Verify Backup Success

# Check last backup
ls -lht control_center_backup_*.sql | head -1

# Verify backup is not empty
if [ $(wc -l < control_center_backup_latest.sql) -lt 100 ]; then
echo "WARNING: Backup seems too small!"
# Post alert to Slack #alerts-warning
fi

Uptime Kuma Backup Monitoring

Create a monitor in Uptime Kuma:

  1. Monitor Type: "Keyword"
  2. URL: Backup status endpoint (if available)
  3. Keyword: "success"
  4. Alert if keyword not found
  5. Notification: Slack #alerts-critical

Alert on Backup Failure

Slack Alert Configuration:

Set up alerts for:

  • Backup job failed → Slack #alerts-critical
  • No backup in 24 hours → Slack #alerts-warning
  • Backup size suspiciously small → Slack #alerts-warning
  • S3 upload failed → Slack #alerts-critical

Testing Restores

Regular Restore Tests

Monthly Test (First Sunday):

  1. Create test namespace

    kubectl create namespace test-restore
  2. Restore to test namespace

    # Deploy test database
    kubectl apply -f k8s/test/postgres.yaml -n test-restore

    # Restore backup
    cat control_center_backup_latest.sql | \
    kubectl exec -i -n test-restore $TEST_DB_POD -- \
    psql -U postgres test_db
  3. Verify data integrity

    # Check row counts
    kubectl exec -n test-restore $TEST_DB_POD -- psql -U postgres test_db -c "
    SELECT
    'engines' as table_name, COUNT(*) as rows FROM engines
    UNION ALL
    SELECT 'clients', COUNT(*) FROM clients
    UNION ALL
    SELECT 'client_invoices', COUNT(*) FROM client_invoices;
    "
  4. Clean up

    kubectl delete namespace test-restore
  5. Document test Post in Slack #alerts-info: "Monthly backup restore test successful"

== WORK TO COMPLETE ==
In the backup monitoring notes, why does the script count the lines in control_center_backup_latest.sql and compare that number to 100? Answer in one to three sentences.

== RAW RECORDS ==

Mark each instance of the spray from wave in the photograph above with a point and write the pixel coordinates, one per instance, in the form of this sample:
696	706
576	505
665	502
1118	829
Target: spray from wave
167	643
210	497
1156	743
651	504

== RESPONSE TO THIS EXERCISE ==
The line count checks that the backup is not empty. If the file has fewer than 100 lines, the script prints "WARNING: Backup seems too small!" and an alert goes to Slack #alerts-warning.